### Work to be completed
For each line of the data below that holds "canopy", copy the line.

■ ■ ■ ■ ■

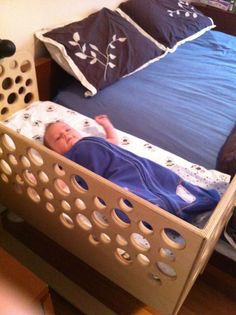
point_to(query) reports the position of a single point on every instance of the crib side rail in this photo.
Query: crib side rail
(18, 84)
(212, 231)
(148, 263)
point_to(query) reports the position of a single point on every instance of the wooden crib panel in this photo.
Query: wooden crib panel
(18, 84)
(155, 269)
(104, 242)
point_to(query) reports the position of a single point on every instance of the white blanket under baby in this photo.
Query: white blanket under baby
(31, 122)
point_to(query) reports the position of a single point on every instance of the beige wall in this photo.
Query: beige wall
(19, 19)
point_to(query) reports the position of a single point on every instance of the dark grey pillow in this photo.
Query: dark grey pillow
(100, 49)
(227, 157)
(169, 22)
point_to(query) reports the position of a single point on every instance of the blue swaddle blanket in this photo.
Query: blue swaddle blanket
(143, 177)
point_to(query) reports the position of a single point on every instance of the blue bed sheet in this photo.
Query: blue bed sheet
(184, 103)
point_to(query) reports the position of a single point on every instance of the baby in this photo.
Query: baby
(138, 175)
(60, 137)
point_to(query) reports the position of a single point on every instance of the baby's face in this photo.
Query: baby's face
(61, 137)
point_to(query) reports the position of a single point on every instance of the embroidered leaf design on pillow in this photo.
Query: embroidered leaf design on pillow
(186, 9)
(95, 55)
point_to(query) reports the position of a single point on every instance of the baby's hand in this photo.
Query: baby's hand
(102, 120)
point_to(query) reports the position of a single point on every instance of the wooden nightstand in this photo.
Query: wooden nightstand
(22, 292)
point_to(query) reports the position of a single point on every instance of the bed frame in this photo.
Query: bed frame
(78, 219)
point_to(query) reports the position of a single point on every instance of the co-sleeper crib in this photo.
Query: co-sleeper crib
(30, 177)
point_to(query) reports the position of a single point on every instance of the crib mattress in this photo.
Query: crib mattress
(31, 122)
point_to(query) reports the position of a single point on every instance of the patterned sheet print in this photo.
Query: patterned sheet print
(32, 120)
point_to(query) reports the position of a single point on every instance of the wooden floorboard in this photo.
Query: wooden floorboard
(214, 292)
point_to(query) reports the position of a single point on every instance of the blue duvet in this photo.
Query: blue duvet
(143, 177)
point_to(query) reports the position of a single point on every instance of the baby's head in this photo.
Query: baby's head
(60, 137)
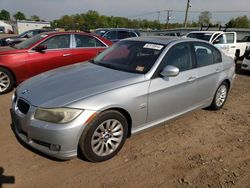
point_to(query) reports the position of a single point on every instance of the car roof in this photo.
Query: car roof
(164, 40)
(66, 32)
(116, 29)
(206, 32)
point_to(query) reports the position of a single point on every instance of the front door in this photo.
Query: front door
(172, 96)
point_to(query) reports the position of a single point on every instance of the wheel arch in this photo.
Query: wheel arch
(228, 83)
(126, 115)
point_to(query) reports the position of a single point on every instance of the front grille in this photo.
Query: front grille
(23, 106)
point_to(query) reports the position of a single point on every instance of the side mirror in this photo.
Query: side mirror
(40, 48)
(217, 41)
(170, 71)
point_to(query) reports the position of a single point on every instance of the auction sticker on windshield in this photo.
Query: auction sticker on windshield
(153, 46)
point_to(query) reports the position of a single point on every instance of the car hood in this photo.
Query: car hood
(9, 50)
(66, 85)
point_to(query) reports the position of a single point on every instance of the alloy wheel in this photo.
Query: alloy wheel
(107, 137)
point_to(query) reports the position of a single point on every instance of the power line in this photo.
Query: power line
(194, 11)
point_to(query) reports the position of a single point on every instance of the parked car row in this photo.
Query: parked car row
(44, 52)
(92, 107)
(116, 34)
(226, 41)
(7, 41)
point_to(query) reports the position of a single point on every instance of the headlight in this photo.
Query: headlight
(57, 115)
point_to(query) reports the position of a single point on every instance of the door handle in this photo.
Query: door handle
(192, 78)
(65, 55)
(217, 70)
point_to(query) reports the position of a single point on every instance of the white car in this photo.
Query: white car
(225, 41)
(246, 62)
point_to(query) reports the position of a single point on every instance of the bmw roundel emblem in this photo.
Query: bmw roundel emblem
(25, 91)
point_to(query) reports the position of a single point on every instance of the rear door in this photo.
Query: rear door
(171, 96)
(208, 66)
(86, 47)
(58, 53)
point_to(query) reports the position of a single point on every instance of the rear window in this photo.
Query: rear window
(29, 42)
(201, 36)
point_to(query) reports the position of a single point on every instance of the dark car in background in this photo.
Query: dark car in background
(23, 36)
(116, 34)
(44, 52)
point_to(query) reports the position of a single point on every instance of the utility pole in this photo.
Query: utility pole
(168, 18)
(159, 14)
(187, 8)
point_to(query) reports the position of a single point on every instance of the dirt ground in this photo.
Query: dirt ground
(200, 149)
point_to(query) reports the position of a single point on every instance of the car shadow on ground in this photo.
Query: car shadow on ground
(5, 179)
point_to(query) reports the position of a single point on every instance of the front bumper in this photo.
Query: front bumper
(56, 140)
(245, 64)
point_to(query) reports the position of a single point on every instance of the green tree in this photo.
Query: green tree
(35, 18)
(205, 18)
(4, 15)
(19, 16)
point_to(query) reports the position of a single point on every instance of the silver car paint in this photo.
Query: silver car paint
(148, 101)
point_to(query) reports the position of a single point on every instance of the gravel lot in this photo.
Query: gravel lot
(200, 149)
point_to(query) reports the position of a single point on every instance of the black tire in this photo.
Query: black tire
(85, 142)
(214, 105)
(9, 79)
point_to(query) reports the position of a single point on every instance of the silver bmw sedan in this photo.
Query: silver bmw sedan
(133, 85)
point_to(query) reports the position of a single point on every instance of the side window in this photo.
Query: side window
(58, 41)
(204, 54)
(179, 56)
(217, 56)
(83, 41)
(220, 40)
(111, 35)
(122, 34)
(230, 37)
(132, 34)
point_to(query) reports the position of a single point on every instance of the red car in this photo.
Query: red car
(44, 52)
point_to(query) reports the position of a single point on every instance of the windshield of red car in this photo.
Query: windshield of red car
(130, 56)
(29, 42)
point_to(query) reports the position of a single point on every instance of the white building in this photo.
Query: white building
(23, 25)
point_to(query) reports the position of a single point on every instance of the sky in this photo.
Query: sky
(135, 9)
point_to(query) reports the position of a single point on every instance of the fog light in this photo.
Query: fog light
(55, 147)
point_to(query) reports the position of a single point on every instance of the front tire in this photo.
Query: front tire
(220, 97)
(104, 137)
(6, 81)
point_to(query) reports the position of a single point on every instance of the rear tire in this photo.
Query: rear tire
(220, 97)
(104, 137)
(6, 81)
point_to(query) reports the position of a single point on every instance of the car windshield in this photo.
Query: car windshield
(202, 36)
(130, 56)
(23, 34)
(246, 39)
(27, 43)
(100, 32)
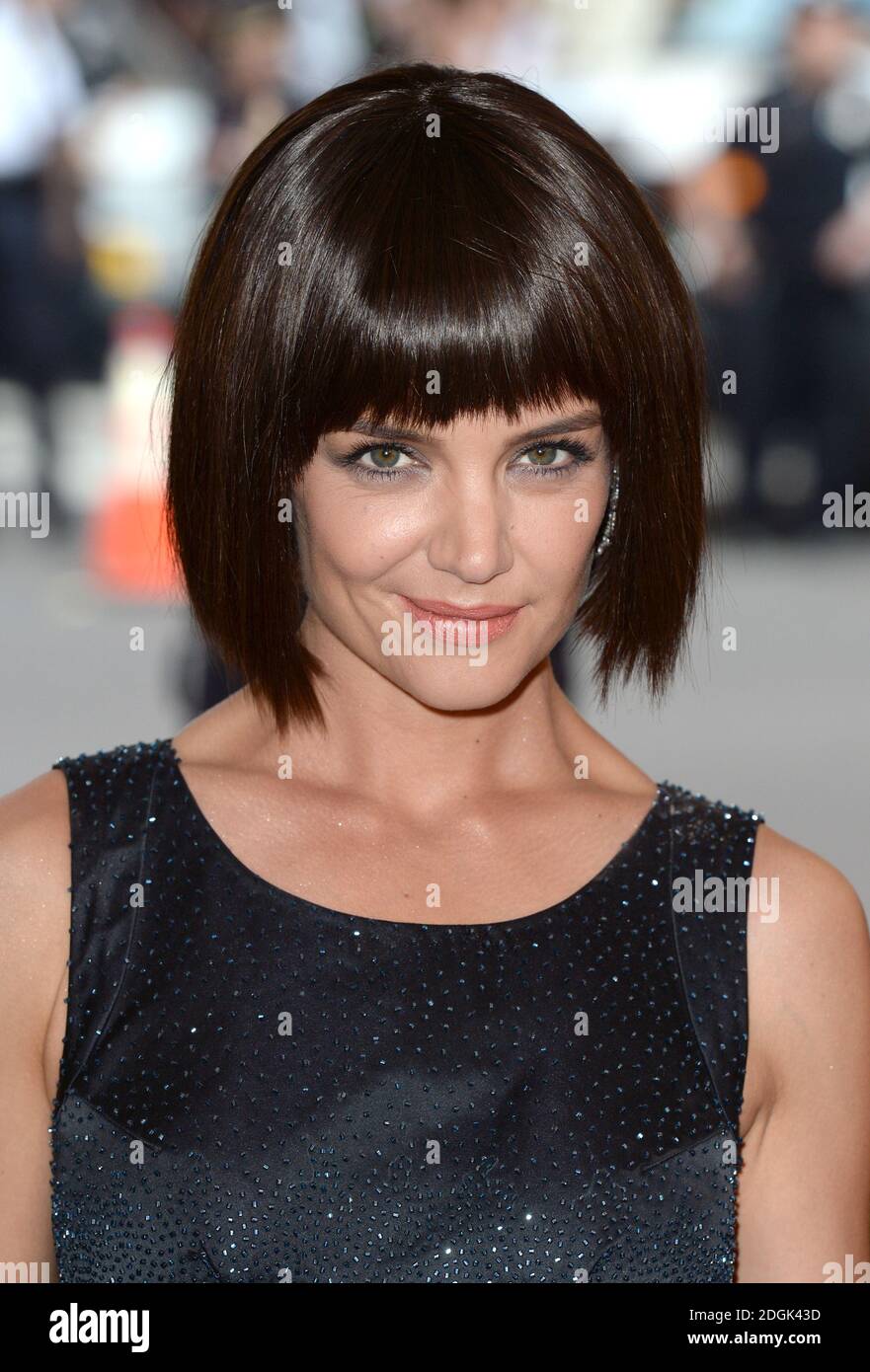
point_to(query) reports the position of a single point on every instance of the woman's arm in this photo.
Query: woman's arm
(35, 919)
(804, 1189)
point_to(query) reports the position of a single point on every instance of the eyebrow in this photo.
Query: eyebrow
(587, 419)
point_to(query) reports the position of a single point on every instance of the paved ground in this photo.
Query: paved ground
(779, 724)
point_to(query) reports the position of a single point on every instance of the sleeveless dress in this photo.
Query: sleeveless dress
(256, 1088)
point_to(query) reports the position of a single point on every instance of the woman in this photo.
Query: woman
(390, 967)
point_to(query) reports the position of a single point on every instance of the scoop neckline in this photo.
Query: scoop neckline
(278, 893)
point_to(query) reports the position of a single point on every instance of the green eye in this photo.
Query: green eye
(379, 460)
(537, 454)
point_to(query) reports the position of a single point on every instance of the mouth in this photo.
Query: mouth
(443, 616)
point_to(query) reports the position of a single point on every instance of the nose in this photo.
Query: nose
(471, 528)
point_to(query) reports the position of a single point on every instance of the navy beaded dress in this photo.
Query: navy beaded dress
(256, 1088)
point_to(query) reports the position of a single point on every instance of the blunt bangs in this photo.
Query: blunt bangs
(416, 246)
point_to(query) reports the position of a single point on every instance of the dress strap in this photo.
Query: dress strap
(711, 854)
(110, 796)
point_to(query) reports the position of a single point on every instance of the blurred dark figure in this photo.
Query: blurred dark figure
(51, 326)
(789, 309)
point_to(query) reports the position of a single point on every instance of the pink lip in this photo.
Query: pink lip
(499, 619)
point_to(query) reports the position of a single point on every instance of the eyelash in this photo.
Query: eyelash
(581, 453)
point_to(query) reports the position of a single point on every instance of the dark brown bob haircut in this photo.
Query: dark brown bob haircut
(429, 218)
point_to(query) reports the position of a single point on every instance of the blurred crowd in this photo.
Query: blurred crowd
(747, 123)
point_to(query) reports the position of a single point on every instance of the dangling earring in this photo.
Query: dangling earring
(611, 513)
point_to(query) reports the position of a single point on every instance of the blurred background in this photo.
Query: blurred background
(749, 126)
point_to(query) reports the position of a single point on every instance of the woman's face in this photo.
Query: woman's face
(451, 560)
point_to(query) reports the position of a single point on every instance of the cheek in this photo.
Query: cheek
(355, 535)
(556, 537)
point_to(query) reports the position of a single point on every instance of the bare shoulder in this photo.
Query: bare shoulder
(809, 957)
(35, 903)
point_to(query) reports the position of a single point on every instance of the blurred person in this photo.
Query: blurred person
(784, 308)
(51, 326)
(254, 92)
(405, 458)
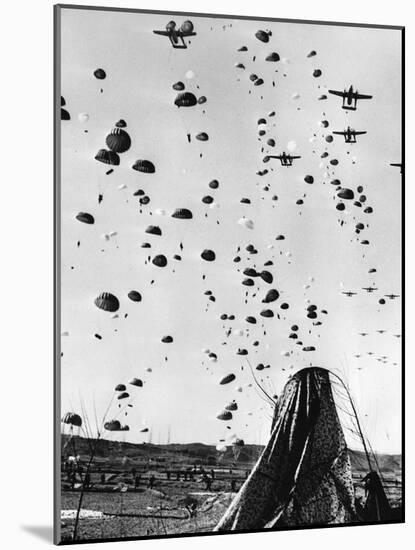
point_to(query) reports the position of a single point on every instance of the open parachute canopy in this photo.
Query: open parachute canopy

■ ■ ■ ■ ■

### Task answer
point_to(query) reports the position of a single point on every instance of the open parachute canopy in this photo.
Query: open parachute canopy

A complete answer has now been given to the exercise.